> [Instructions to follow] Return the whole listing, keeping every character the same.

━━ Recorded data

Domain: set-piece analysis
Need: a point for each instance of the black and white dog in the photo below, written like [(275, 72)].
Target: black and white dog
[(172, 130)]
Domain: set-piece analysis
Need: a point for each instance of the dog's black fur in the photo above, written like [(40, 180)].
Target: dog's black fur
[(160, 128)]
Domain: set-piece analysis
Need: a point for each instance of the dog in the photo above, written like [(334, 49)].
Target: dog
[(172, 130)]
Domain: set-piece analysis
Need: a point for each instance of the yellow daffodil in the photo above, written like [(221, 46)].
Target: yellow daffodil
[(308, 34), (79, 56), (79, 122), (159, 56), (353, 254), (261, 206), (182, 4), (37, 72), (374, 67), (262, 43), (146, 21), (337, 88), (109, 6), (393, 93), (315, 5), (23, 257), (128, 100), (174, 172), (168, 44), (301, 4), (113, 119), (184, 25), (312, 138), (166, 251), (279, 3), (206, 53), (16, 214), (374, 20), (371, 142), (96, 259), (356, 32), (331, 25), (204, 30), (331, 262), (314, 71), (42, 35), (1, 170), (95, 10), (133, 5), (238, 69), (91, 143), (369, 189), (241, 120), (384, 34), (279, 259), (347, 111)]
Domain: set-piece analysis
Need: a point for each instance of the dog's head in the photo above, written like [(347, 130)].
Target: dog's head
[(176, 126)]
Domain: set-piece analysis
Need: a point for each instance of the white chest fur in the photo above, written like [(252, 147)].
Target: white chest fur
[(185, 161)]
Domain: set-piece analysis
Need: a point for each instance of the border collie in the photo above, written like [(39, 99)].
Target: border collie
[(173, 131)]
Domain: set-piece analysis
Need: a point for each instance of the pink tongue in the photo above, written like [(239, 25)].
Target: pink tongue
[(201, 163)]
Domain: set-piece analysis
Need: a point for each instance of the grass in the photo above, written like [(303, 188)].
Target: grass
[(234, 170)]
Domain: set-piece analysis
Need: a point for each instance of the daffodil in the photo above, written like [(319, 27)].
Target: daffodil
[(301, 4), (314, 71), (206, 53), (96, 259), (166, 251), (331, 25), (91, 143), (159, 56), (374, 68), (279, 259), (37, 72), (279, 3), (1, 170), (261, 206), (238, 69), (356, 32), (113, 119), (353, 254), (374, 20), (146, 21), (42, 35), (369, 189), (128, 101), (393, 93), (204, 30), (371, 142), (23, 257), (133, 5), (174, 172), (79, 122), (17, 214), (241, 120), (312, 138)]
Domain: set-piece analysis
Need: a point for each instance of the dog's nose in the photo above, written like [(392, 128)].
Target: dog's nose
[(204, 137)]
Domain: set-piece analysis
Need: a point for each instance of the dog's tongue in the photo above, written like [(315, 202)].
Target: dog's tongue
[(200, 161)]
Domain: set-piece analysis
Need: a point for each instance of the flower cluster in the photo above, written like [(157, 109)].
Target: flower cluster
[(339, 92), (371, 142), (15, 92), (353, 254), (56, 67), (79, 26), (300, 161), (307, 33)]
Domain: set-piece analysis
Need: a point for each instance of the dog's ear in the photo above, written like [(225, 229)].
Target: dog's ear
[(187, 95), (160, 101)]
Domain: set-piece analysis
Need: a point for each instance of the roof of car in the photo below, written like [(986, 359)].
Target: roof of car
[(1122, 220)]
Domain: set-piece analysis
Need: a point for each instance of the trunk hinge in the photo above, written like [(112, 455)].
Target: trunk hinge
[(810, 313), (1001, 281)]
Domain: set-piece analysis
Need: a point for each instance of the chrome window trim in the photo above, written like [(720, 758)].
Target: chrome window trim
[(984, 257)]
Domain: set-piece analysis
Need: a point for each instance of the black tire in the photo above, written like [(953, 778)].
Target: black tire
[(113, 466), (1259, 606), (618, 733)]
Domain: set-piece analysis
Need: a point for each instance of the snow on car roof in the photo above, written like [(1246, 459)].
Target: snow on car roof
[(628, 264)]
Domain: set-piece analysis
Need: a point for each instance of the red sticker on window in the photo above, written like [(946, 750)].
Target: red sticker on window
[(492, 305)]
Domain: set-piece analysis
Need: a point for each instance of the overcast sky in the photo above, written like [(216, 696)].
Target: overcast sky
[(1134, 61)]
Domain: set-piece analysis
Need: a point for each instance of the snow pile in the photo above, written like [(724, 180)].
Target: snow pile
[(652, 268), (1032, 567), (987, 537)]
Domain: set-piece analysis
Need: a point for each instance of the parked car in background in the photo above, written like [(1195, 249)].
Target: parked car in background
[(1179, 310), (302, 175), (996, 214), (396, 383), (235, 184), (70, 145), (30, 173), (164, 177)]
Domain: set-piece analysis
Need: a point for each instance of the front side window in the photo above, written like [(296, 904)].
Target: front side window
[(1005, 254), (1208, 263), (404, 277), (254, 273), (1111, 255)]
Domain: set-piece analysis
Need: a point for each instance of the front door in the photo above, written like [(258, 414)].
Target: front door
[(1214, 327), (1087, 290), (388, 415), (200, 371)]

━━━━

> [Final answer]
Domain: set-piece analysis
Need: a point for each instance of the black and white dog in the photo below, written like [(275, 72)].
Target: black and white dog
[(172, 130)]
Domain: set-piece analysis
Need: a point for each instance of the dog's black fur in the photo above, written like [(40, 180)].
Target: dog's black fur
[(160, 128)]
Domain: set-piece analysis
Need: a point for each instance of the dog in the photo above, written like [(334, 49)].
Target: dog
[(172, 130)]
Domain: set-piece analysis
Need: a point for each instance of the yellow daffodil in the photo above, written like [(221, 46)].
Target: yellow daffodil
[(308, 34), (79, 56), (79, 122), (159, 56), (353, 254), (261, 206), (182, 4), (37, 72), (374, 67), (262, 43), (146, 21), (337, 88), (109, 6), (393, 93), (315, 5), (23, 257), (128, 100), (174, 172), (168, 44), (301, 4), (113, 119), (184, 25), (312, 138), (166, 251), (279, 3), (206, 53), (16, 214), (374, 20), (371, 142), (96, 259), (356, 32), (331, 25), (204, 30), (331, 262), (314, 71), (42, 35), (1, 170), (95, 10), (133, 5), (238, 69), (91, 143), (369, 189), (241, 120), (384, 34), (279, 259), (347, 111)]
Domain: set-piece analysis
Need: a point for each instance of the dog's head in the photo above, written like [(347, 130)].
Target: dog's head
[(176, 126)]
Domain: set-piece analysis
Need: a point for each instance of the white chest fur in the photo above, written like [(252, 147)].
Target: white chest fur
[(185, 161)]
Domain: set-piece analysis
Need: a point for each instance of the border collie in the photo above, written like [(39, 99)].
Target: border collie
[(173, 131)]
Domain: set-piece analysis
Need: a point for each instance of the pink tongue in the photo above, written like [(239, 25)].
Target: pink tongue
[(201, 163)]
Domain: set-piece analysis
Need: a point for each instance of the grass in the photo above, written like [(303, 188)].
Target: grass
[(234, 170)]
Domain: set-piece analysis
Need: a point for each instance of the daffodil in the photo above, written like [(319, 27)].
Target: daffodil
[(301, 4), (314, 71), (206, 53), (96, 259), (166, 251), (331, 25), (91, 143), (159, 56), (374, 68), (279, 259), (37, 72), (279, 3), (1, 170), (261, 206), (238, 69), (356, 32), (113, 119), (353, 254), (374, 20), (146, 21), (42, 35), (369, 189), (128, 101), (393, 93), (204, 30), (371, 142), (23, 257), (133, 5), (174, 172), (79, 122), (17, 214), (241, 120), (312, 138)]
Domain: set-piece analysis
Need: a point for each instance of the dog's nose in the photo above, written like [(392, 128)].
Target: dog's nose
[(204, 137)]
Domain: set-piece analysis
Need: a point for each instance of the dog's tongue in the photo above, written like [(315, 202)].
Target: dog's tongue
[(200, 161)]
Domain: set-piece analysis
Need: a point for each instance of the flower cluster in the photo above, written like [(157, 109)].
Target: flower cluster
[(339, 92), (371, 142), (15, 92), (353, 254), (56, 67), (79, 26), (300, 161), (307, 33)]
Domain: set-piece analysis
Need: a point for each instance of the dog's ear in the photo above, written like [(225, 229)].
Target: dog's ear
[(187, 95), (160, 101)]
Domain: set-piece analysis
Need: a point for each instance of the roof of car in the photo below, written like [(986, 359)].
Target: roof of car
[(1122, 220)]
Domain: set-piece analysis
Need: a point for each instance of the trunk hinge in the photo above, written like [(112, 455)].
Target: trunk hinge
[(810, 313), (1001, 281)]
Domain: set-piece analysis
Need: a point for each instance of the chrome window trim in the photo above, written like [(720, 758)].
Target: chrome window trim
[(984, 257)]
Domain: set-piece analysis
Need: a point for each instance of the black tire in the photo above, written like [(953, 778)].
Target: black tire
[(113, 466), (1259, 606), (618, 733)]
Domain: set-piece analysis
Need: a point for each instance of the snow on car roof in the photo above, written like [(1246, 459)].
Target: snow on car roof
[(628, 264)]
Domain: set-piece analysis
Need: a point for each instance of the red sticker on window in the photo above, written like [(946, 750)].
Target: red sticker on window
[(492, 305)]
Domain: set-piece analysis
Need: a point for each instance of the overcast sky in the photo above, written like [(216, 696)].
Target: overcast sky
[(1134, 61)]
Domain: set-piece analysis
Need: a point for each instance of the snow pile in the photo above, written like [(724, 180)].
Target: snow pile
[(652, 268), (1032, 567), (987, 537)]
Domain: set-piece analysis
Need: a point for each instance of the parked car in background in the photo above, written like [(1195, 249)].
Target: parked car in background
[(1179, 310), (302, 175), (996, 214), (396, 383), (235, 184), (70, 145), (30, 173), (164, 177)]
Domain: set-piece analysis
Need: a point for each instance of the front side window in the photo above, written like [(296, 904)].
Target: front side window
[(1005, 254), (1208, 263), (404, 277), (254, 273), (1111, 255)]
Domain: set-piece analysis
Need: a point for each instance of the front door in the photo above, written like [(258, 414)].
Target: front door
[(1214, 327), (1087, 290), (388, 415), (200, 371)]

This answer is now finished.